◆ **Document extract**:
Quote of the day – 14th in our series: Abbas said leak of Palestine Papers is a "boring soap opera"

Today’s Quote of the Day — even though it was uttered some three weeks ago — comes from Palestinian President Mahmoud Abbas (Abu Mazen), who “dismissed the leak of hundreds of secret files on Israeli-Palestinian peace talks as nothing but a ‘boring soap opera’.”

One place you can find this report published is here.

Abbas also said, to adoring crowds convened by his media counsellors and political advisers upon his return from one of many trips abroad: “We know how to respond to it and how to deal with it … We’re not shocked by this nonsense”.

Yes, the Palestinians know how to deal with it… by letting targeted people, who have become inconvenient, hang out to dry, and then settling scores… Done masterfully.

At a meeting of the PLO Executive Committee in Ramallah on Sunday, President Abbas received the report of the investigation committee appointed to look into the Palestine Papers — documents leaked to Al-Jazeera, which prepared a series of programmes in late January detailing shocking behavior in the until-then secret negotiations brokered by the U.S,. first under the Bush Administration in the “Annapolis process”, and subsequently under the Obama Administration.

The documents consisted mainly of staff notes of the sessions prepared by the Palestinian negotiating team, and held by the Negotiations Support Unit (NSU) of the Negotiations Affairs Department (NAD). ยจ[Al-Jazeera prepared very wierd dramatic reenactments, using actors to represent the main figures, of meetings held under the Annapolis process]. But, Al-Jazeera also had documents leaked from one or more security offices, and from the office of Prime Minister Salam Fayyad…

The investigation committee report relied in part on security interviews with each and every one of the current staff members of the NSU + NAD. The finger seems to point to one or more former — now disgruntled — staff members.

The investigation committee also made a number of recommendations, including the replacement of the Chief Palestinian negotiator, Saeb Erekat — who then resigned (after it was recommended that he be replaced), as he vowed he would do on the David Frost interview program aired a couple of weeks ago on Al-Jazeera English.

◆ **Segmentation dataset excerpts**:
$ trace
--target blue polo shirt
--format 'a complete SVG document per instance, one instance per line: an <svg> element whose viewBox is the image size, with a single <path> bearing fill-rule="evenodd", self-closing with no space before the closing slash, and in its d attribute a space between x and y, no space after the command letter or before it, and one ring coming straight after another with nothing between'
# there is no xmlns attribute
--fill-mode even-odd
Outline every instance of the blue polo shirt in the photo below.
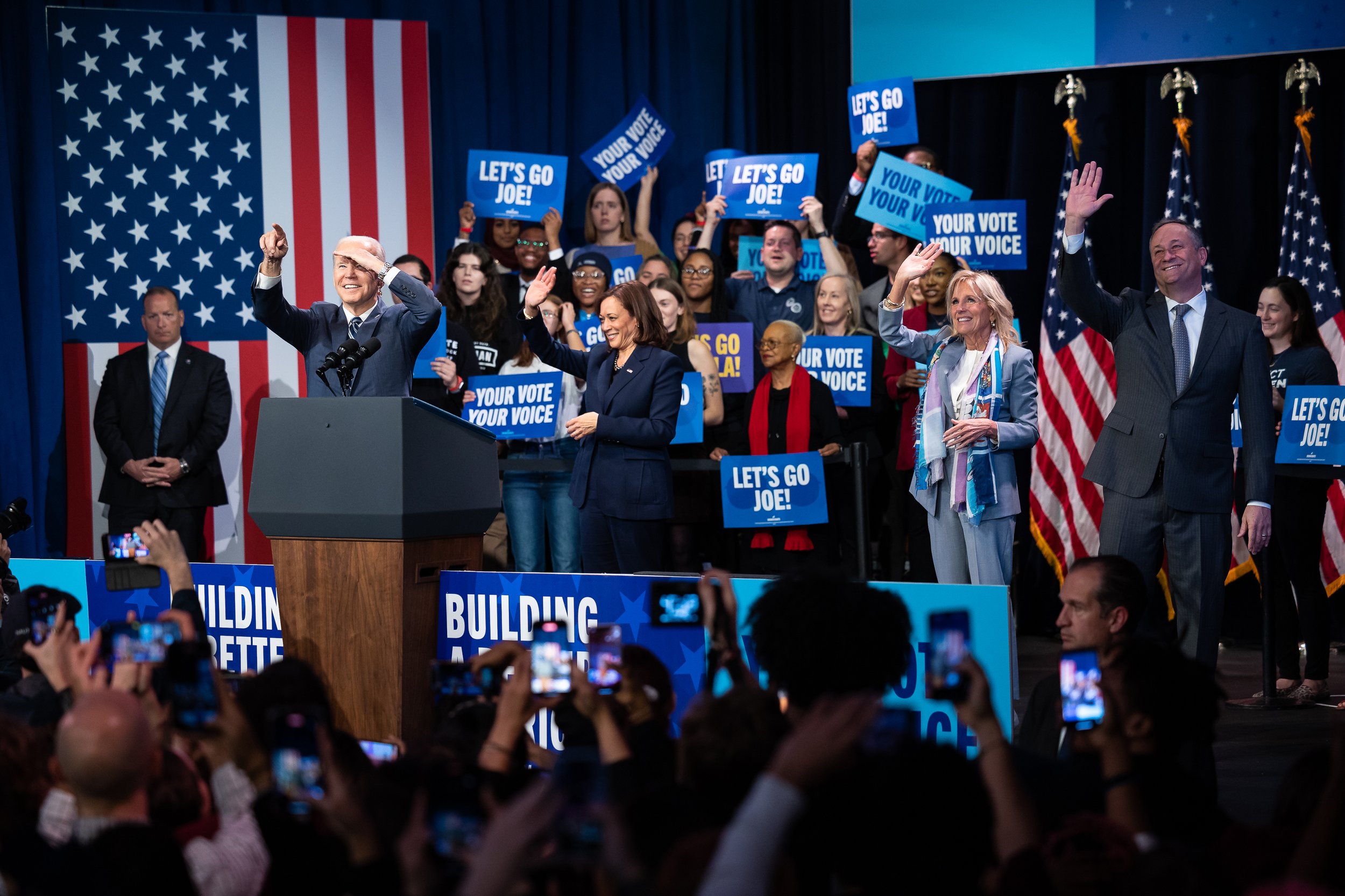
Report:
<svg viewBox="0 0 1345 896"><path fill-rule="evenodd" d="M765 274L756 280L733 280L724 283L733 309L752 322L752 335L761 342L761 334L776 320L792 320L804 331L812 327L814 305L816 304L816 280L799 280L798 272L783 289L773 289L765 281Z"/></svg>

◆ **Required tasks**:
A) Copy the post on the Palestine Papers leak between "Today’s Quote of" and "published is here.", inclusive, replacing "soap opera" with "drama".
B) Translate this sentence from the post on the Palestine Papers leak into Spanish: "The investigation committee report relied in part on security interviews with each and every one of the current staff members of the NSU + NAD."

◆ **Answers provided**:
A)
Today’s Quote of the Day — even though it was uttered some three weeks ago — comes from Palestinian President Mahmoud Abbas (Abu Mazen), who “dismissed the leak of hundreds of secret files on Israeli-Palestinian peace talks as nothing but a ‘boring drama’.”

One place you can find this report published is here.

B) El informe del comité de investigación se basó en parte en entrevistas de seguridad con todos y cada uno de los miembros actuales del personal de la NSU + NAD.